## Tasks
a) Answer these questions from the award announcement:
(i) Where does Dr. Friedemann Schrenk work?
(ii) How large is the stipend that comes with the award?
(iii) When and where will the 2010 award be presented?
b) Decide whether each statement matches the award announcement, answering yes or no and quoting the words that settle it:
(i) The award goes to three researchers each year.
(ii) Michael Tomasello leads an institute in Leipzig.
(iii) Dr. Timothy Bromage belongs to New York University College of Dentistry.
c) Carry on the award announcement about Dr. Bromage's 2010 Max Planck Research Award from where it stops.

## Excerpted passage

New York University College of Dentistry's Dr. Timothy Bromage has been selected to receive the 2010 Max Planck Research Award. Dr. Bromage will collaborate with Dr. Friedemann Schrenk of Frankfurt's Senckenberg Research Institute to research the microanatomical structure of bones and teeth, and the links between metabolic states, growth rates, life spans, and biological features such as sex and body size.
The award, given by the Max Planck Society and Alexander von Humboldt Foundation, includes a stipend of 750,000 Euros ($1.02 million USD). The 2010 award, given annually to two researchers, will be presented during the Annual Meeting of the Max Planck Society on June 17th in Hanover, Germany. This year's other recipient is psychologist Michael Tomasello, director of the Max Planck Institute for Evolutionary Anthropology in Leipzig.

## Available data

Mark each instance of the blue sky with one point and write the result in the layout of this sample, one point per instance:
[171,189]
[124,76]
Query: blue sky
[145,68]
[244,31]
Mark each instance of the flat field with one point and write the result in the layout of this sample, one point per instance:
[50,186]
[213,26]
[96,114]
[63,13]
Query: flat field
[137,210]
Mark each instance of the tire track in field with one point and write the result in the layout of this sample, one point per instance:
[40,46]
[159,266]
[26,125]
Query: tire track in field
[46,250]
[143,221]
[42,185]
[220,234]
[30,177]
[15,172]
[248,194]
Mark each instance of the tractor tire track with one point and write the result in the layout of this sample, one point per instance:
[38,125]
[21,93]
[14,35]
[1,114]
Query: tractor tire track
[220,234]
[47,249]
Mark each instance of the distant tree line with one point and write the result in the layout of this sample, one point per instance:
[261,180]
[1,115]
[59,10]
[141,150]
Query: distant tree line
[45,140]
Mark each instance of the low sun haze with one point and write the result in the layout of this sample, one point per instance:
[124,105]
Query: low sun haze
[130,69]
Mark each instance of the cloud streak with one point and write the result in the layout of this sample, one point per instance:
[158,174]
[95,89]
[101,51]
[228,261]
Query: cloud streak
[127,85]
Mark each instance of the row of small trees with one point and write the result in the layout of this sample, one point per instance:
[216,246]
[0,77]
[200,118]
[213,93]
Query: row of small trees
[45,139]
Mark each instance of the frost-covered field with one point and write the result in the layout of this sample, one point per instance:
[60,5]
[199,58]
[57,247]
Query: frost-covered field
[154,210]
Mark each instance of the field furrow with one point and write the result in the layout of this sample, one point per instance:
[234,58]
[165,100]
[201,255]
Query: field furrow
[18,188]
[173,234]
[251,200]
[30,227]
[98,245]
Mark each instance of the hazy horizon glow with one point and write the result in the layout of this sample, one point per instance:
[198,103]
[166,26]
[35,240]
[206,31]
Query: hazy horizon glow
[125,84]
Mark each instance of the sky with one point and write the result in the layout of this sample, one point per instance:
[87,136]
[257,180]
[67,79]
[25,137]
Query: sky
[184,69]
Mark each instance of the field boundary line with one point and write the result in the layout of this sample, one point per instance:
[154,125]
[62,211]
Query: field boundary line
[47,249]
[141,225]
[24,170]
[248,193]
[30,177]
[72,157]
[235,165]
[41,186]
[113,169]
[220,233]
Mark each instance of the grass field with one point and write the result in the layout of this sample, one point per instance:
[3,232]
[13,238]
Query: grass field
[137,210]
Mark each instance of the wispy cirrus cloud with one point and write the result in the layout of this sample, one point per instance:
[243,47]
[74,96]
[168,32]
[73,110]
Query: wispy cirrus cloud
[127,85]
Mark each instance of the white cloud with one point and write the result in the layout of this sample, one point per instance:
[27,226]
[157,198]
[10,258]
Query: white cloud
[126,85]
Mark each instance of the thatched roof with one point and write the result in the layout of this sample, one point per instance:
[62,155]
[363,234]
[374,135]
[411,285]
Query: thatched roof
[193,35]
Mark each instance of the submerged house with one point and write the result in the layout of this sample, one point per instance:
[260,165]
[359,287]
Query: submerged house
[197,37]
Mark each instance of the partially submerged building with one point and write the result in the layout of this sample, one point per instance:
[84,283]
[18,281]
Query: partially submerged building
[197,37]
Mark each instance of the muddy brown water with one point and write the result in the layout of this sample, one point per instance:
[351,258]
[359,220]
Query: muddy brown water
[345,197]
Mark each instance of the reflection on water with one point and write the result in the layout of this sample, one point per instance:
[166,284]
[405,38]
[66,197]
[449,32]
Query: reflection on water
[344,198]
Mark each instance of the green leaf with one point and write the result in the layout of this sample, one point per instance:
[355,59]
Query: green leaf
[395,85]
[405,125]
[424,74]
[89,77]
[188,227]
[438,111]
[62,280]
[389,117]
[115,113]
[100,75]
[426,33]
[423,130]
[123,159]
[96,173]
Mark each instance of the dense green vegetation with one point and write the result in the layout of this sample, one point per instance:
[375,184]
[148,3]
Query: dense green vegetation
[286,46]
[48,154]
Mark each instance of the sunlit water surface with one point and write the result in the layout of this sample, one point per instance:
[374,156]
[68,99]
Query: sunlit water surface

## Your written answers
a)
(i) At the Senckenberg Research Institute in Frankfurt.
(ii) 750,000 Euros ($1.02 million USD).
(iii) On June 17th in Hanover, Germany, during the Annual Meeting of the Max Planck Society.

b)
(i) No: "given annually to two researchers"
(ii) Yes: "director of the Max Planck Institute for Evolutionary Anthropology in Leipzig"
(iii) Yes: "New York University College of Dentistry's Dr. Timothy Bromage"

c)
In citing Dr. Bromage's qualifications for receiving the award, the selection committee noted that his research on the microanatomical structure of ancestral human teeth and bones has established the modern fields of human evolution growth, development, and life history -- the pace by which an organism grows. Moreover, noted the committee, his research has shown a relationship between bone and tooth microstructure and body size, metabolic rate, age, and other biological features.
Dr. Bromage, a professor of basic science and craniofacial biology and of biomaterials and biomimetics, was the first researcher to use biologically based principles of craniofacial development to reconstruct early hominid skulls. His computer-generated reconstruction of a 1.9 million-year-old skull originally discovered in Kenya in 1972 by renowned paleontologist and archeologist Richard Leakey showed that Homo rudolfensis, modern man's earliest-known close ancestor, looked more apelike than previously believed. Dr. Bromage's reconstruction had a surprisingly smaller brain and more distinctly protruding jaw than the reconstruction that Dr. Leakey assembled by hand, suggesting that early humans had features approaching those commonly associated with more apelike members of the hominid family living as long as four million years ago.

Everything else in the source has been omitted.